>> BEGIN INPUT
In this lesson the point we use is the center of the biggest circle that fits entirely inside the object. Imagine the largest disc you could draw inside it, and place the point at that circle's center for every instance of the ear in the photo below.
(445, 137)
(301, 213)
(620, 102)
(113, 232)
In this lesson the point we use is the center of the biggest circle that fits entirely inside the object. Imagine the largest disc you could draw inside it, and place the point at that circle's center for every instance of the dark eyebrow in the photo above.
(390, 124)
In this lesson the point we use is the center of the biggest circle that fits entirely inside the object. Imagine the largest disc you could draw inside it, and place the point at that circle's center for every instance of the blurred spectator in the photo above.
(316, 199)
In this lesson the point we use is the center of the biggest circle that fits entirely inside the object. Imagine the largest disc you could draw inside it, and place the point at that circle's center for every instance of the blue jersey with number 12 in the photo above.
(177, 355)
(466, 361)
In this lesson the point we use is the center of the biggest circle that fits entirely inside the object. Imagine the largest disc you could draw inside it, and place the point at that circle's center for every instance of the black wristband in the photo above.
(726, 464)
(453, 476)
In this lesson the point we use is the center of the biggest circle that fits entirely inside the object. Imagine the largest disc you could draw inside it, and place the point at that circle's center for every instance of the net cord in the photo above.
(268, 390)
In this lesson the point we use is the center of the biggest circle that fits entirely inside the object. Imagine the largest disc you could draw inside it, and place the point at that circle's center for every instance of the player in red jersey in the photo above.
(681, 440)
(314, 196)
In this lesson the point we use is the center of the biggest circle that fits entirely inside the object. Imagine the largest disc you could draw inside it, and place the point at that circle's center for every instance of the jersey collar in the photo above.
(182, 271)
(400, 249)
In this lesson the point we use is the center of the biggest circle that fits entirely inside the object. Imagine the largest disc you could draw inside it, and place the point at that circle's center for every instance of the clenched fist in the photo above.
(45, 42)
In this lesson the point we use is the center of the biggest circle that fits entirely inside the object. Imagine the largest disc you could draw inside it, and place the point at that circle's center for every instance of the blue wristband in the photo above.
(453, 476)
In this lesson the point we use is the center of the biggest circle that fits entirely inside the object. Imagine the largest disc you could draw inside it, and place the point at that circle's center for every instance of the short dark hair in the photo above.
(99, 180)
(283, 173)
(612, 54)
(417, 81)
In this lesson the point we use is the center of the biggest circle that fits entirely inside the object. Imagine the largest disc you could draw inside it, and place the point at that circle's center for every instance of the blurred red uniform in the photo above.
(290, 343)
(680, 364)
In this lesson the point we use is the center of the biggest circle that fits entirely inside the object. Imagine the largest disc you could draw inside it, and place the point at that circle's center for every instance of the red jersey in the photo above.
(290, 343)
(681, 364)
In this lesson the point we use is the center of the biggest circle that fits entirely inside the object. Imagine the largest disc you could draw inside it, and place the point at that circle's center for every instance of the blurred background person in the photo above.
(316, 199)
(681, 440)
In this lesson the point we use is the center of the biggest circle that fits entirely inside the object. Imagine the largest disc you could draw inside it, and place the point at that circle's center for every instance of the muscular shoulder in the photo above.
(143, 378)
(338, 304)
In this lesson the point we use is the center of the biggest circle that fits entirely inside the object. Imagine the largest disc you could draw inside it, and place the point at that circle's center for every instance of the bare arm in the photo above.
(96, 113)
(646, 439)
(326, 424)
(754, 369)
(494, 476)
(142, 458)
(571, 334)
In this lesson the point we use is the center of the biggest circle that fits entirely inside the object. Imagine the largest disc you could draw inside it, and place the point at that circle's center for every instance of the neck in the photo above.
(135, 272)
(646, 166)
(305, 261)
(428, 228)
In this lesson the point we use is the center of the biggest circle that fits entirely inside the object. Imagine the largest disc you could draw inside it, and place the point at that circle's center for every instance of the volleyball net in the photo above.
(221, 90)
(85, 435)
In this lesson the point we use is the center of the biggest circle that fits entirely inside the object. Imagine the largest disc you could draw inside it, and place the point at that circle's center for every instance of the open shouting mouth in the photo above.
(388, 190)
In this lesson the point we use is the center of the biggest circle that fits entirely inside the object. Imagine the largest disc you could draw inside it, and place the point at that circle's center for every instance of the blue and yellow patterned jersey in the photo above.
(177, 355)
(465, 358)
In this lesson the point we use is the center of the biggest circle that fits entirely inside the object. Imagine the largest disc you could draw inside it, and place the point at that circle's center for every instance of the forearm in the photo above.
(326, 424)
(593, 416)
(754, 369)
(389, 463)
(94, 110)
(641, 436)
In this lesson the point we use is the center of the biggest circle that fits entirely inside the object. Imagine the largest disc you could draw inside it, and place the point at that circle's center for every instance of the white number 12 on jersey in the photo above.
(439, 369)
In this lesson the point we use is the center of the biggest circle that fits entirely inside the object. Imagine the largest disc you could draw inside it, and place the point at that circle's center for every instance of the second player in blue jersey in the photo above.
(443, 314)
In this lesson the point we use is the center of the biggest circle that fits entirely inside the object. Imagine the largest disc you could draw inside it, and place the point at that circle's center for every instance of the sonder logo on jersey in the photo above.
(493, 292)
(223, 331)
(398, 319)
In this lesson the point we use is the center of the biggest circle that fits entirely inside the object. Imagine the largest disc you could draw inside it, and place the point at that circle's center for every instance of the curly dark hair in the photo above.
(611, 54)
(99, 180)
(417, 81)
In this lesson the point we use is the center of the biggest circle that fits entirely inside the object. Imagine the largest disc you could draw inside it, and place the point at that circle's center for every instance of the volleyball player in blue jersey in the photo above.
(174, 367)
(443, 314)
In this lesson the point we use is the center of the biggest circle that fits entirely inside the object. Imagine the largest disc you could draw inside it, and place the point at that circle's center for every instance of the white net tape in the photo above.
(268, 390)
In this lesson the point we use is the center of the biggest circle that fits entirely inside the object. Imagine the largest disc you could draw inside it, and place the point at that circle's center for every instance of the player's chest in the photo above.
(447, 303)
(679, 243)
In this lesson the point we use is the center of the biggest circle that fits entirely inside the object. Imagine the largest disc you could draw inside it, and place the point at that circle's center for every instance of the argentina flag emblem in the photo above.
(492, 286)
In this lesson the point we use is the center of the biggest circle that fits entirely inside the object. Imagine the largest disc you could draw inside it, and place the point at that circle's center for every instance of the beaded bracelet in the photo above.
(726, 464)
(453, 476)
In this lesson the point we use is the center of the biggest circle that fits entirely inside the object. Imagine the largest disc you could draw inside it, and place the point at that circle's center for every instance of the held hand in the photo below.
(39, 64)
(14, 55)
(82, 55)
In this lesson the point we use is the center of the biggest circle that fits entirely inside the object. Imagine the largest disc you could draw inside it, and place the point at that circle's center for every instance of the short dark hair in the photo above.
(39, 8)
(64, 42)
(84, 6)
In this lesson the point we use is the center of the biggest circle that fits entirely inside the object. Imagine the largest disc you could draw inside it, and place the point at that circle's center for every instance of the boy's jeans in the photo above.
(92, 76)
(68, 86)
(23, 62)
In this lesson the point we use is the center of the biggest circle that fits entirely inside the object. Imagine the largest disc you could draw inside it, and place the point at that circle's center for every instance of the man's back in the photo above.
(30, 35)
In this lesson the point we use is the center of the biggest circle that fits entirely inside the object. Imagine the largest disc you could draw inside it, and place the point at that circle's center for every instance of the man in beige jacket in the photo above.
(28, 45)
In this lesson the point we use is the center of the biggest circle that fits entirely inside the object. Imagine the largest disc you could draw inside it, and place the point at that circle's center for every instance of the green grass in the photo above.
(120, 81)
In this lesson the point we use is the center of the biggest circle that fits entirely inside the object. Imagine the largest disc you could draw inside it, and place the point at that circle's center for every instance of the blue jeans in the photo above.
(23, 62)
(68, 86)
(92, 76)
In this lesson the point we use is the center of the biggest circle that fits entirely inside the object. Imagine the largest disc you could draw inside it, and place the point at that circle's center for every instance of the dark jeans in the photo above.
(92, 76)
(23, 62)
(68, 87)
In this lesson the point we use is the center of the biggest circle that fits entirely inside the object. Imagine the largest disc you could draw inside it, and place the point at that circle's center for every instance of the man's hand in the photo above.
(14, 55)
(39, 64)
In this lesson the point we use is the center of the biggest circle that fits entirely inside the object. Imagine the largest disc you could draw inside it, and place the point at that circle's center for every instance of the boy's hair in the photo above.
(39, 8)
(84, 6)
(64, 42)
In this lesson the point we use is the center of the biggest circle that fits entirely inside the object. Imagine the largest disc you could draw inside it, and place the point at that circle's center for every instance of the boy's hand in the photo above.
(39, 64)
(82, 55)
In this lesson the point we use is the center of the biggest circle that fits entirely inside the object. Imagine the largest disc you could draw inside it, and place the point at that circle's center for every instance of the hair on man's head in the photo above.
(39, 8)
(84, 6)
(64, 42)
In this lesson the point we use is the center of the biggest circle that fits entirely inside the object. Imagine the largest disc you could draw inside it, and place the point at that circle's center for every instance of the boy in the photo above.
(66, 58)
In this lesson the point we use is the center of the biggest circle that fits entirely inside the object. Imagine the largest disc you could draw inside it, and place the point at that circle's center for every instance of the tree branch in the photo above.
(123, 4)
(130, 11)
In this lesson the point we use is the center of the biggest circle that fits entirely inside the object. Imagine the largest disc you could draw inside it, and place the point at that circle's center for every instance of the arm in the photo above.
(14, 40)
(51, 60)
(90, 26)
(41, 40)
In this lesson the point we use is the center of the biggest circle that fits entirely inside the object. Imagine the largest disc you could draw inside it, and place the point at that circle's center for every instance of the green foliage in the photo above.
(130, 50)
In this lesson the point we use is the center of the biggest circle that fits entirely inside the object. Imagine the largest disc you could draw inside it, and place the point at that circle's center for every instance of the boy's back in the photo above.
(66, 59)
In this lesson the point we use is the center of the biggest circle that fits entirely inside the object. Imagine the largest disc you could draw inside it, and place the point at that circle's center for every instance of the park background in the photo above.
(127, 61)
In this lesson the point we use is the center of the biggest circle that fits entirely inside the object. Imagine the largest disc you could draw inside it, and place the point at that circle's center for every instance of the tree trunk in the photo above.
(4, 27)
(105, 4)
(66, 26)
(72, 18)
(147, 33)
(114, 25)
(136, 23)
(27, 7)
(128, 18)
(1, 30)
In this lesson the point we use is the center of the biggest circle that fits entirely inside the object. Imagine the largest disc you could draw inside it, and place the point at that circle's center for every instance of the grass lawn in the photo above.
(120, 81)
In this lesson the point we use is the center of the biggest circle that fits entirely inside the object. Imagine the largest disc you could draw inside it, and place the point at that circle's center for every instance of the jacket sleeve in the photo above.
>> END INPUT
AIM OF THE TASK: Copy out word for word the lines from the one containing "background in the photo above." through the last line of the entries, including both ends.

SOLUTION FOR THIS TASK:
In this lesson the point we use is the center of the biggest circle that fits entirely inside the object. Imagine the largest disc you could draw inside it, and place the point at that circle's center for every instance of the park background in the photo above.
(127, 61)
In this lesson the point we use is the center of the biggest circle that fits entirely inside the object. Imagine the largest disc you could draw inside it, and place the point at that circle's center for every instance of the tree trunk in the photo above.
(4, 27)
(105, 4)
(66, 26)
(72, 18)
(147, 33)
(114, 25)
(136, 23)
(27, 7)
(128, 18)
(1, 30)
In this lesson the point we use is the center of the biggest circle that fits entirely inside the object. Imagine the largest disc you could draw inside it, and place the point at that circle's center for every instance of the grass lawn in the photo above.
(120, 81)
In this lesson the point we use is the center of the biggest circle that fits entirely inside the object. Imagine the largest disc you could draw inside it, and place the point at that circle's center for every instance of the jacket sleeve in the photo above.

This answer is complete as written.